● **Study text**

BEGIN

Patients without an obvious cause of acute lower extremity swelling (eg, calf strain) should have an ultrasound per-formed, since DVT is difficult to exclude on clinical grounds. A prediction rule allows a clinician to exclude a lower extremity DVT in patients without an ultrasound if the patient has low pretest probability for DVT and a negative sensitive D-dimer test (the “Wells prediction rule”).
Assessment of the ankle-brachial pressure index (ABPI) is important in the management of chronic venous insufficiency, since peripheral arterial disease may be exacerbated by compression therapy. This can be performed at the same time as ultrasound.
Caution is required in interpreting the results of ABPI in older patients and diabetics due to the decreased compressibility of their arteries. A urine dipstick test that is strongly positive for protein can suggest nephrotic syndrome, and a serum creatinine can help estimate kidney function.

END

● **Data for review**
BEGIN

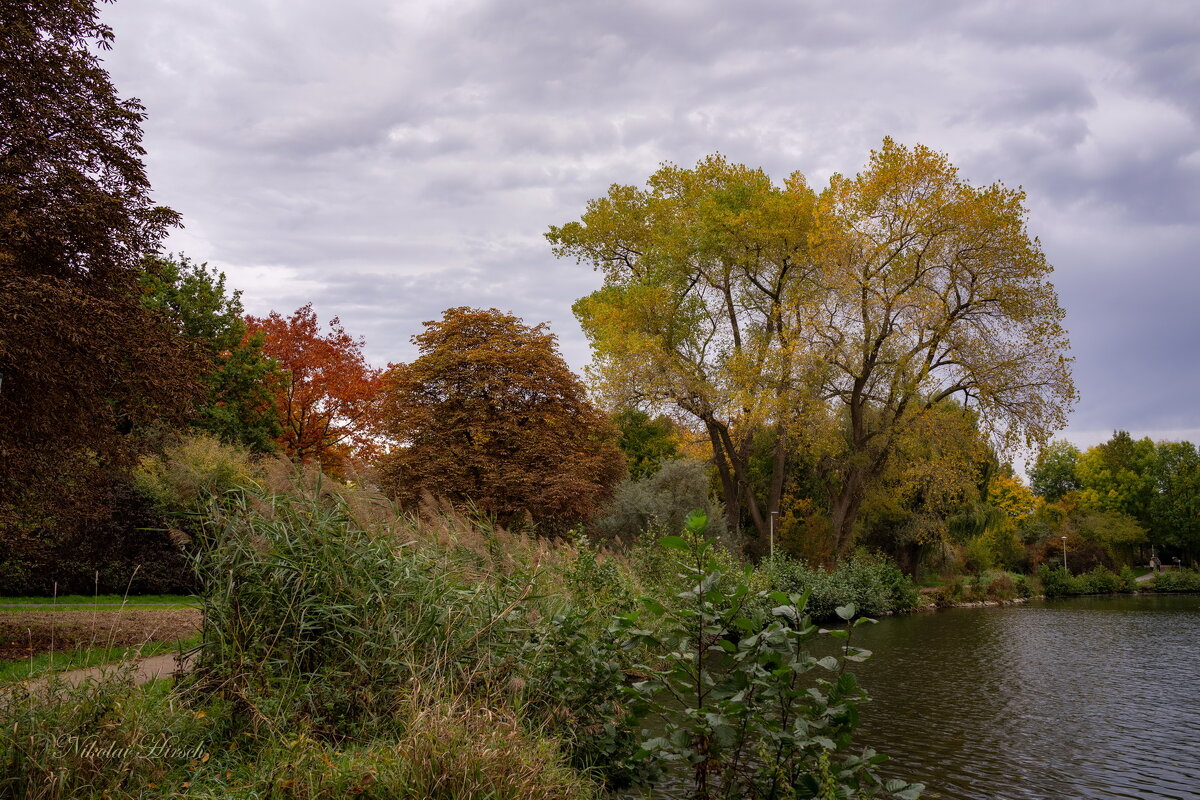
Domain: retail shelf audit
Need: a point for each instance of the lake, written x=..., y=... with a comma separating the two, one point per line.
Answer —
x=1093, y=697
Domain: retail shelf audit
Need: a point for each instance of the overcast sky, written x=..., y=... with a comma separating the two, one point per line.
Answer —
x=390, y=160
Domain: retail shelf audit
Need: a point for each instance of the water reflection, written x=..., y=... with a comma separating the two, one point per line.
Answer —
x=1085, y=698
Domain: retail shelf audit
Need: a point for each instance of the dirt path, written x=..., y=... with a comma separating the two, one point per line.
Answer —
x=145, y=669
x=28, y=632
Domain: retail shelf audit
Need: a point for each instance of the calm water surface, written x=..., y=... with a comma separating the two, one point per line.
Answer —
x=1056, y=699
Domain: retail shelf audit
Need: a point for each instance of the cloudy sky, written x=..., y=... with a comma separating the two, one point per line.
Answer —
x=390, y=160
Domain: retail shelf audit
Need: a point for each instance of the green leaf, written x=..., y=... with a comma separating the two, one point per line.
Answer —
x=696, y=522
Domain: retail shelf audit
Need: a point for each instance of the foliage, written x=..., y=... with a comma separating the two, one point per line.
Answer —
x=1057, y=582
x=82, y=362
x=647, y=443
x=753, y=722
x=838, y=320
x=186, y=476
x=870, y=582
x=239, y=386
x=1176, y=581
x=663, y=499
x=328, y=397
x=1054, y=474
x=492, y=415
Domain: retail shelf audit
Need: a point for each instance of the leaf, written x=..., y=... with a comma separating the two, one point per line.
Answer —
x=696, y=522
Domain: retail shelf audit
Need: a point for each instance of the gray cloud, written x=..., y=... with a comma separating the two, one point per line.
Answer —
x=388, y=161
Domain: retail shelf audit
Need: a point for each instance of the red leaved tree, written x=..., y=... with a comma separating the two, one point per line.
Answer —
x=328, y=395
x=490, y=414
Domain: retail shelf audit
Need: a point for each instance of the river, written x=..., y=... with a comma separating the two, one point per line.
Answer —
x=1093, y=697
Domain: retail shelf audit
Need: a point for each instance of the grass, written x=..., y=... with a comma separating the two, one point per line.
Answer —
x=51, y=662
x=72, y=602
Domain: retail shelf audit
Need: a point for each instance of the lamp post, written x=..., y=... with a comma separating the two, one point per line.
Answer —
x=772, y=528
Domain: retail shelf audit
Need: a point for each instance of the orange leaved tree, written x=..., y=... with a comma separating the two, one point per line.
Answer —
x=491, y=414
x=328, y=395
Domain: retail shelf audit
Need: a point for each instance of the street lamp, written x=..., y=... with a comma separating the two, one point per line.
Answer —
x=773, y=515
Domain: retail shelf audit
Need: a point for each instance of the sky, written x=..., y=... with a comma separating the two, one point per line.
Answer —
x=387, y=161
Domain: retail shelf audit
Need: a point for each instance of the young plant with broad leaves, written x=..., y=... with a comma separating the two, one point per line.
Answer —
x=747, y=711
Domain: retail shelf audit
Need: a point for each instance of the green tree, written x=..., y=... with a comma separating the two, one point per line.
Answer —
x=838, y=320
x=1175, y=509
x=490, y=414
x=239, y=386
x=1119, y=475
x=647, y=443
x=1053, y=474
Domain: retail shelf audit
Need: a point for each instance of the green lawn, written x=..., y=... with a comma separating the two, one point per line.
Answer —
x=77, y=601
x=48, y=662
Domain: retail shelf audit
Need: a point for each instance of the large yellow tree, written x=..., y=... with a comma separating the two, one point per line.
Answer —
x=839, y=320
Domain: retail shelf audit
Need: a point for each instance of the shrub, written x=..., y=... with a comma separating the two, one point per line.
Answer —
x=1179, y=581
x=871, y=582
x=754, y=721
x=190, y=473
x=1055, y=581
x=661, y=500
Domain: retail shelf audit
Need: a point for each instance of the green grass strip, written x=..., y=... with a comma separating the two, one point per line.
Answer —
x=75, y=602
x=51, y=662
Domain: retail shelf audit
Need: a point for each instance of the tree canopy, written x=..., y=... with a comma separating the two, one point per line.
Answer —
x=490, y=414
x=328, y=396
x=82, y=361
x=240, y=382
x=837, y=319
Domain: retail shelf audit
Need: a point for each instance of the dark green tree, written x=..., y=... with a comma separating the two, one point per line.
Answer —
x=646, y=441
x=1053, y=474
x=239, y=395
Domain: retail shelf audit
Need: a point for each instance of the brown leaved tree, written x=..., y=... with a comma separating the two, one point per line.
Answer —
x=492, y=415
x=82, y=361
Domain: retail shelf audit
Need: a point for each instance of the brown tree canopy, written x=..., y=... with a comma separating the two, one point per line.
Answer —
x=491, y=414
x=82, y=361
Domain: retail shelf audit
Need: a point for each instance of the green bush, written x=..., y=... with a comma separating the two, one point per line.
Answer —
x=873, y=583
x=661, y=500
x=1055, y=581
x=186, y=475
x=747, y=710
x=1177, y=581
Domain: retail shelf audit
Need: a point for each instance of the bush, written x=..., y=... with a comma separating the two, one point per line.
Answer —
x=190, y=473
x=1177, y=581
x=871, y=582
x=1055, y=581
x=661, y=501
x=754, y=722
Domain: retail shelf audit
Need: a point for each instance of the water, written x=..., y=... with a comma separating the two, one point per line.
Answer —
x=1059, y=699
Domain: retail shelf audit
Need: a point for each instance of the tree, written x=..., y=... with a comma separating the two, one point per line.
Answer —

END

● **Problems and tasks**
A. Name each test or measurement that the text on lower extremity swelling mentions.
B. According to the text on lower extremity swelling, why does assessing the ankle-brachial pressure index matter in managing chronic venous insufficiency?
C. Continue the text on lower extremity swelling, starting after its final sentence.

● **Answers for each item**
A. Ultrasound, the sensitive D-dimer test, the ankle-brachial pressure index (ABPI), the urine dipstick test for protein, and serum creatinine.

B. Peripheral arterial disease may be exacerbated by compression therapy.

C.
Treatment of lower extremity edema should be guided by the underlying cause. Edema resulting from calcium channel blocker therapy responds to concomitant therapy with ACE inhibitors or angiotensin receptor blockers.
In patients with chronic venous insufficiency without a comorbid volume overload state (eg, HF), it is best to avoid diuretic therapy. These patients have relatively decreased intravascular volume, and administration of diuretics may first enhance sodium retention through increased secretion of renin and angiotensin and then result in acute kidney injury and oliguria.
Instead, the most effective treatment involves (1) leg elevation, above the level of the heart, for 30 minutes three to four times daily, and during sleep; (2) compression therapy; and (3) ambulatory exercise to increase venous return through calf muscle contractions. There is no evidence for benefit or harm of valvuloplasty in the treatment of patients with deep venous insufficiency secondary to primary valvular incompetence.
A wide variety of stockings and devices are effective in decreasing swelling and preventing ulcer formation. They should be put on with awakening, before hydrostatic forces result in edema. To control simple edema, 20–30 mm Hg is usually sufficient, whereas 30–40 mm Hg is usually required to control moderate to severe edema associated with ulcer formation.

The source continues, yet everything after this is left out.